- _PROBLEM DESCRIPTION_: Repeat the data below exactly, with every entry included.

START RECORDS PROVIDED

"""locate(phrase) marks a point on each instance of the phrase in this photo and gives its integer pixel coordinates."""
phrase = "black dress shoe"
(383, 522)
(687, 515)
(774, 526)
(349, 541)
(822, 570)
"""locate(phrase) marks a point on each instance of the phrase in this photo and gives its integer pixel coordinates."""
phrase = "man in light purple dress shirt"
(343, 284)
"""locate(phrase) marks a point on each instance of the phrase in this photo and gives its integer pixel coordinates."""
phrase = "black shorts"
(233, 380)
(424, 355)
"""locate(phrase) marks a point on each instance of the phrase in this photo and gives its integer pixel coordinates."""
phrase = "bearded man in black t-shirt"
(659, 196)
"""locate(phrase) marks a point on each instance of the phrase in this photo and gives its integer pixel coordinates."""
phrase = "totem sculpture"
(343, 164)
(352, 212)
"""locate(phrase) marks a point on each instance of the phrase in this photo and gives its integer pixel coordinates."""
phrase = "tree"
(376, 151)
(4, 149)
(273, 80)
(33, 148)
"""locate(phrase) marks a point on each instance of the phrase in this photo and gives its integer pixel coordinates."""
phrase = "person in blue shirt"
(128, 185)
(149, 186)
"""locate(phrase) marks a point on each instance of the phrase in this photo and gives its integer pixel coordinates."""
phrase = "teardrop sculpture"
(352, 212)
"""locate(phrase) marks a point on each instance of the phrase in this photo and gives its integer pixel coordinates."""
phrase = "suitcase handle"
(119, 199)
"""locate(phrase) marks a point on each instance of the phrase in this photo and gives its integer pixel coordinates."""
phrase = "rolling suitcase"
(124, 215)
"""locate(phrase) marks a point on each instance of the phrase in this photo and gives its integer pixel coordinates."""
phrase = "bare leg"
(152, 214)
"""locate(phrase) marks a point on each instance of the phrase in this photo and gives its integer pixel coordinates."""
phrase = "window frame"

END RECORDS PROVIDED

- _ANSWER BOX_:
"""locate(phrase) marks a point on each instance of the phrase in this photo and gives its integer pixel coordinates."""
phrase = "black dress shoe"
(383, 522)
(687, 515)
(774, 526)
(349, 541)
(822, 570)
"""locate(phrase) marks a point on each instance of the phrase in this photo and gives its integer pixel coordinates."""
phrase = "man in light purple dress shirt"
(343, 284)
"""locate(phrase) marks a point on each instance of the phrase in this photo and gives its integer pixel coordinates."""
phrase = "black shorts"
(233, 380)
(424, 355)
"""locate(phrase) marks a point on each instance of the phrase in this photo and gives its integer pixel coordinates."""
phrase = "bearded man in black t-shirt"
(659, 196)
"""locate(phrase) marks a point on each instance of the phrase in this photo and gives its integer pixel coordinates."""
phrase = "totem sculpture"
(343, 164)
(352, 212)
"""locate(phrase) marks a point on each instance of the phrase in this photo and gives its integer pixel coordinates."""
phrase = "tree"
(376, 151)
(4, 149)
(273, 80)
(33, 148)
"""locate(phrase) marks a point on each instance of the phrase in this photo and gives its integer pixel coordinates."""
phrase = "person in blue shirt"
(128, 185)
(149, 186)
"""locate(phrase) marks a point on each instance of the phrase in this photo and gives its integer pixel coordinates."""
phrase = "teardrop sculpture"
(352, 212)
"""locate(phrase) marks a point on each instance of the phrase in this photo and gives its integer pixel coordinates."""
phrase = "suitcase handle"
(119, 199)
"""locate(phrase) marks a point on each instance of the phrase in this photo and gives its integer pixel coordinates."""
phrase = "rolling suitcase"
(124, 215)
"""locate(phrase) marks a point on each instance of the phrase in this photo and gives its integer pixel coordinates."""
phrase = "bare leg"
(152, 214)
"""locate(phrase) marks a point on each instance of the phrase in this photo and gives its integer pixel coordinates."""
phrase = "window frame"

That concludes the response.